Entries shown ->
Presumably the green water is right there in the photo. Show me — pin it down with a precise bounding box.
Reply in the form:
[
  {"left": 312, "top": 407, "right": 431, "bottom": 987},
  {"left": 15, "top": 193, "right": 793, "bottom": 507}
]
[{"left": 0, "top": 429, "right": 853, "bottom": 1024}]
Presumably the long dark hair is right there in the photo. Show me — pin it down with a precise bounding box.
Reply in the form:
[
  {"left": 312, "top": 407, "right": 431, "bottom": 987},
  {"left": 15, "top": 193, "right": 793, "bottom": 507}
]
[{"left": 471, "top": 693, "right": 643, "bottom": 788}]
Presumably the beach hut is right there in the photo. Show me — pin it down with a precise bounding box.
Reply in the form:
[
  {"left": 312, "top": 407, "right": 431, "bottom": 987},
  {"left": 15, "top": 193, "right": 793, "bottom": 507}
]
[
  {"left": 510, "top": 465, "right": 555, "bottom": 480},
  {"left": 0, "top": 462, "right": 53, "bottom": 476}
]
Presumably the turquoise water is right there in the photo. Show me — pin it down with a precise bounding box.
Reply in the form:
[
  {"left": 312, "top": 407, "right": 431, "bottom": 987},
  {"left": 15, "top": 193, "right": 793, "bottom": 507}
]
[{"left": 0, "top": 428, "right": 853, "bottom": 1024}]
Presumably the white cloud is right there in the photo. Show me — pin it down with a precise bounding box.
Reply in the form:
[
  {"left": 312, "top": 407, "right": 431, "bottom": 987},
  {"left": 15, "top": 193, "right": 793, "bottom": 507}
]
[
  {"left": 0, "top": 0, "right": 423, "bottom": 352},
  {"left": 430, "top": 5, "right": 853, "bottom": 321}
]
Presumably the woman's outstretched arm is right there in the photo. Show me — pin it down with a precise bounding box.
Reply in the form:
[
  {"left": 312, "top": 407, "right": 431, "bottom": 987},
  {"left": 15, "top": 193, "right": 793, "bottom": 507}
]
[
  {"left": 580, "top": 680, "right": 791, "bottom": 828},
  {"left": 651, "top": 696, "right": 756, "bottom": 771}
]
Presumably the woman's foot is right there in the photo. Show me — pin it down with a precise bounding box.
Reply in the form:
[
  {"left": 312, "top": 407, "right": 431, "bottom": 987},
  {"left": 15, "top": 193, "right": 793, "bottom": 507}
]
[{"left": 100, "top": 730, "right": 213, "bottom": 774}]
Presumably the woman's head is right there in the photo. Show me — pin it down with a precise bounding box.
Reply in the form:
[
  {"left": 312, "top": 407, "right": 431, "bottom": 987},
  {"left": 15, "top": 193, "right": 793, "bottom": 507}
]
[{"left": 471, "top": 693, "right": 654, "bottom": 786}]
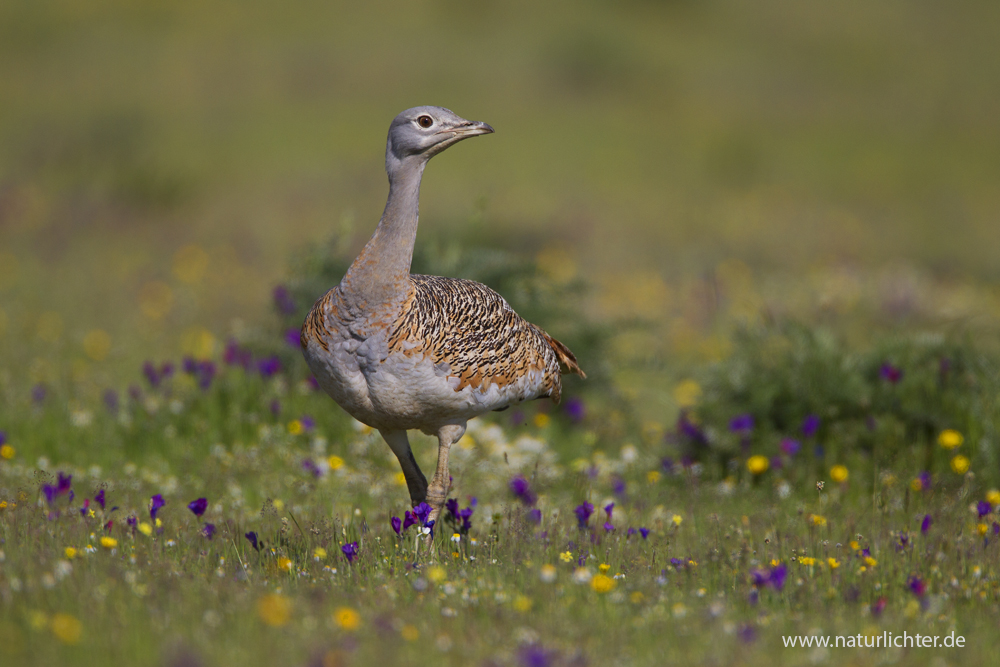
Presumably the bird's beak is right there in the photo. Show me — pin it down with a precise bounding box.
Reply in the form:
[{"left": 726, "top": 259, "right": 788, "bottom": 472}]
[{"left": 438, "top": 120, "right": 494, "bottom": 139}]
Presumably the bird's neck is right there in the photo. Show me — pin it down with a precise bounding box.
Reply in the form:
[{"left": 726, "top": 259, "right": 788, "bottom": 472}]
[{"left": 340, "top": 161, "right": 426, "bottom": 306}]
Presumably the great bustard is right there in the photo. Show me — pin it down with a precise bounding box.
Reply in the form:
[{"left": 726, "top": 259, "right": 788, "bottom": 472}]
[{"left": 301, "top": 106, "right": 586, "bottom": 519}]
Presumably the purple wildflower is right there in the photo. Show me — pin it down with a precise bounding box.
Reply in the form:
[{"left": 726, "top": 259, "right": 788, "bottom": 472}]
[
  {"left": 802, "top": 415, "right": 819, "bottom": 438},
  {"left": 188, "top": 498, "right": 208, "bottom": 517},
  {"left": 517, "top": 644, "right": 553, "bottom": 667},
  {"left": 611, "top": 475, "right": 625, "bottom": 496},
  {"left": 413, "top": 503, "right": 433, "bottom": 526},
  {"left": 458, "top": 506, "right": 476, "bottom": 532},
  {"left": 563, "top": 396, "right": 587, "bottom": 424},
  {"left": 243, "top": 530, "right": 260, "bottom": 551},
  {"left": 767, "top": 563, "right": 788, "bottom": 591},
  {"left": 149, "top": 493, "right": 167, "bottom": 521},
  {"left": 257, "top": 355, "right": 281, "bottom": 378},
  {"left": 272, "top": 285, "right": 297, "bottom": 315},
  {"left": 142, "top": 361, "right": 160, "bottom": 389},
  {"left": 510, "top": 475, "right": 538, "bottom": 507},
  {"left": 56, "top": 472, "right": 73, "bottom": 496},
  {"left": 878, "top": 362, "right": 903, "bottom": 384}
]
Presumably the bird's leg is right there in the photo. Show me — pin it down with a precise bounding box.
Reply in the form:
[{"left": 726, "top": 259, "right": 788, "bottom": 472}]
[
  {"left": 427, "top": 423, "right": 465, "bottom": 521},
  {"left": 379, "top": 431, "right": 428, "bottom": 506}
]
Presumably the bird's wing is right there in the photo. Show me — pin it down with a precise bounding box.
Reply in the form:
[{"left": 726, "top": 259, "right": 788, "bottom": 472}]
[{"left": 388, "top": 275, "right": 583, "bottom": 402}]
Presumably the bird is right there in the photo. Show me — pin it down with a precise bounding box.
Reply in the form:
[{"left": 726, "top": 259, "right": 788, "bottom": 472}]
[{"left": 300, "top": 106, "right": 586, "bottom": 525}]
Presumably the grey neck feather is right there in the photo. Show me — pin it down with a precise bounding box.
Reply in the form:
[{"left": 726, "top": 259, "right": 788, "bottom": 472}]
[{"left": 340, "top": 154, "right": 427, "bottom": 307}]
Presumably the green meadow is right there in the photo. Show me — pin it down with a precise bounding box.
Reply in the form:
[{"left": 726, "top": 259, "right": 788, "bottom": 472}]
[{"left": 0, "top": 0, "right": 1000, "bottom": 667}]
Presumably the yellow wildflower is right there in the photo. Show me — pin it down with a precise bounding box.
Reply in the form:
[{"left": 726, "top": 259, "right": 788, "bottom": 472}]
[
  {"left": 333, "top": 607, "right": 361, "bottom": 632},
  {"left": 747, "top": 454, "right": 771, "bottom": 475},
  {"left": 938, "top": 429, "right": 965, "bottom": 449},
  {"left": 257, "top": 593, "right": 292, "bottom": 628},
  {"left": 590, "top": 574, "right": 615, "bottom": 593},
  {"left": 951, "top": 454, "right": 969, "bottom": 475},
  {"left": 49, "top": 614, "right": 83, "bottom": 644}
]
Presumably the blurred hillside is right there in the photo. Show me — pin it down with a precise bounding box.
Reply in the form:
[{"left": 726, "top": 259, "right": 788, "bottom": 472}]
[{"left": 0, "top": 0, "right": 1000, "bottom": 418}]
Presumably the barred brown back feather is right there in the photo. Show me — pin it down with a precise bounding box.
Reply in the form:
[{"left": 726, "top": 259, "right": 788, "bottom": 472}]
[{"left": 388, "top": 275, "right": 582, "bottom": 403}]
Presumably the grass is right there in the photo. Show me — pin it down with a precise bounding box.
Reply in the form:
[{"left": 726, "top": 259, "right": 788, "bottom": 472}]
[
  {"left": 0, "top": 332, "right": 1000, "bottom": 665},
  {"left": 0, "top": 0, "right": 1000, "bottom": 667}
]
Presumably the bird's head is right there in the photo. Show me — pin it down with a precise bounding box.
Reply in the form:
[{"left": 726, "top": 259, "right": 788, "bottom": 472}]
[{"left": 385, "top": 106, "right": 493, "bottom": 175}]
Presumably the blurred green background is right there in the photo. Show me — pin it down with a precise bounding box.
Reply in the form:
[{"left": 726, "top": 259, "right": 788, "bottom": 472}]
[{"left": 0, "top": 0, "right": 1000, "bottom": 414}]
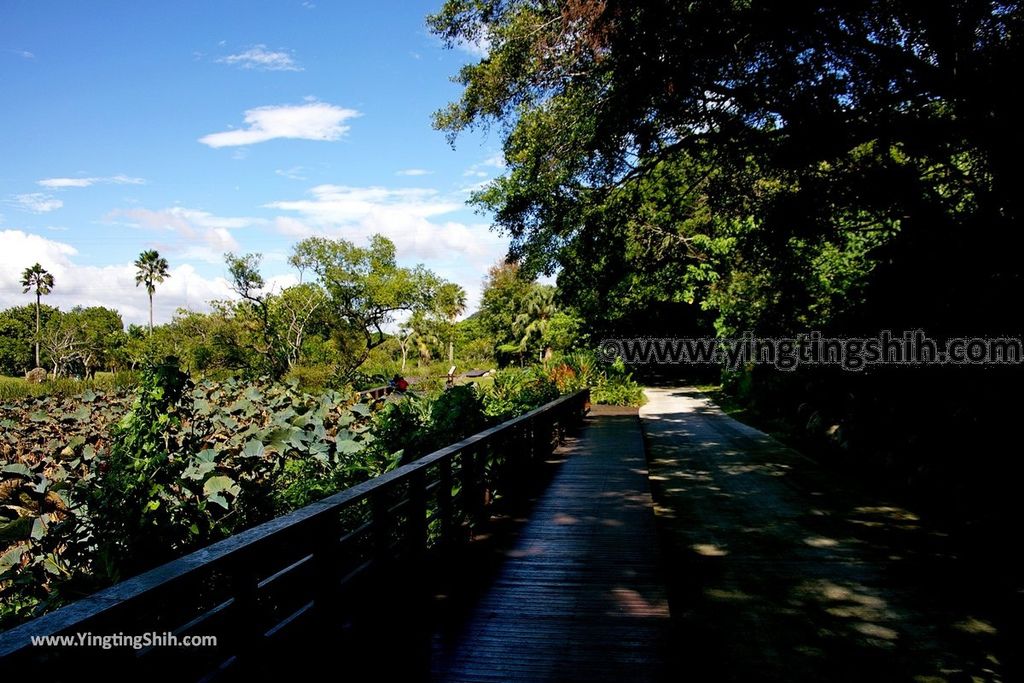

Given instruction -> Put the rows from the line containing "Presumably the grass" through the end of the rows into a Markdown table with the columns Line no. and Text, one line per table row, skipping blank lines and any pictures.

Response to this exercise ->
| Line no. | Text |
|---|---|
| 1 | Presumably the grass is right there in the photo. Show me — pin it down with a precise bounding box. |
| 2 | Reply in the form: |
| 3 | [{"left": 726, "top": 259, "right": 788, "bottom": 472}] |
| 4 | [ |
| 5 |   {"left": 0, "top": 332, "right": 1000, "bottom": 665}, |
| 6 |   {"left": 0, "top": 0, "right": 1000, "bottom": 667} |
| 7 | ] |
| 8 | Presumably the bird's head is right there in the photo. Show me — pin it down with a precise bounding box. |
| 9 | Reply in the form: |
| 10 | [{"left": 726, "top": 259, "right": 788, "bottom": 472}] |
| 11 | [{"left": 385, "top": 106, "right": 493, "bottom": 175}] |
| 12 | Presumably the blurred green background is right there in the photo. Show me — pin it down with a precise bounding box. |
| 13 | Reply in the form: |
| 14 | [{"left": 726, "top": 259, "right": 788, "bottom": 472}] |
| 15 | [{"left": 0, "top": 0, "right": 1000, "bottom": 414}] |